• **Your task**:
The records below hold a stretch from the line with "positive clicks: (78, 60)" through the line with "negative clicks: (264, 57)"; return exactly those lines, ends included, and nothing more.

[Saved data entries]
═══

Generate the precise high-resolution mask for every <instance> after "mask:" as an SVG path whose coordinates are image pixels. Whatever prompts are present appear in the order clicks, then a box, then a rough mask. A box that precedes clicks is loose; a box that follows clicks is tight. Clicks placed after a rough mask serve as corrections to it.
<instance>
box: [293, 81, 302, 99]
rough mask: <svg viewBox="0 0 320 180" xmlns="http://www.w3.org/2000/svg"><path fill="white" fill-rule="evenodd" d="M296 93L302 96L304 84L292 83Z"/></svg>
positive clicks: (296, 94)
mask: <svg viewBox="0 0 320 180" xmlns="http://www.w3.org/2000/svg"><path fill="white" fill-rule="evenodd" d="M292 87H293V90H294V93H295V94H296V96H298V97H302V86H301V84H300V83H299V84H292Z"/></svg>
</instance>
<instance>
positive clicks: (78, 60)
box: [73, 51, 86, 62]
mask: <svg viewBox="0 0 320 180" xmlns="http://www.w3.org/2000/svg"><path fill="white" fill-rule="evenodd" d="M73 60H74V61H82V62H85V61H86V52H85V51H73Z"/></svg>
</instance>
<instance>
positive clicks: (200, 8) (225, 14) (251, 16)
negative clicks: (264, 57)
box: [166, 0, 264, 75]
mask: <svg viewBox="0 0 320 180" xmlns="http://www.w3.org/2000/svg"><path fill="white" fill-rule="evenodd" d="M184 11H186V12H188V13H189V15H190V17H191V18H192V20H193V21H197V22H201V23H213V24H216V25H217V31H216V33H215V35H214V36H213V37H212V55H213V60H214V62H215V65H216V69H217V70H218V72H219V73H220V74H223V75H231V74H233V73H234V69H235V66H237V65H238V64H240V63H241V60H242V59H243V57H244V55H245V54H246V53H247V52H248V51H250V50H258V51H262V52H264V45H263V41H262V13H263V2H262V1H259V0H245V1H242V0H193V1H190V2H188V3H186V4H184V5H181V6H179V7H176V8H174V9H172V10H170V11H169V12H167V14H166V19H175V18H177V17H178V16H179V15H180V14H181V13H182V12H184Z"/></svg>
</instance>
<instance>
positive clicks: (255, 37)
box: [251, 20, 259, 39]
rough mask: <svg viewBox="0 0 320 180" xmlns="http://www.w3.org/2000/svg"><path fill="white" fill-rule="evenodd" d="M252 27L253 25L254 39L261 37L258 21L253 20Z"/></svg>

═══

• **The completed task**:
positive clicks: (78, 60)
box: [73, 51, 86, 62]
mask: <svg viewBox="0 0 320 180" xmlns="http://www.w3.org/2000/svg"><path fill="white" fill-rule="evenodd" d="M73 60H74V61H82V62H85V61H86V52H85V51H73Z"/></svg>
</instance>
<instance>
positive clicks: (200, 8) (225, 14) (251, 16)
negative clicks: (264, 57)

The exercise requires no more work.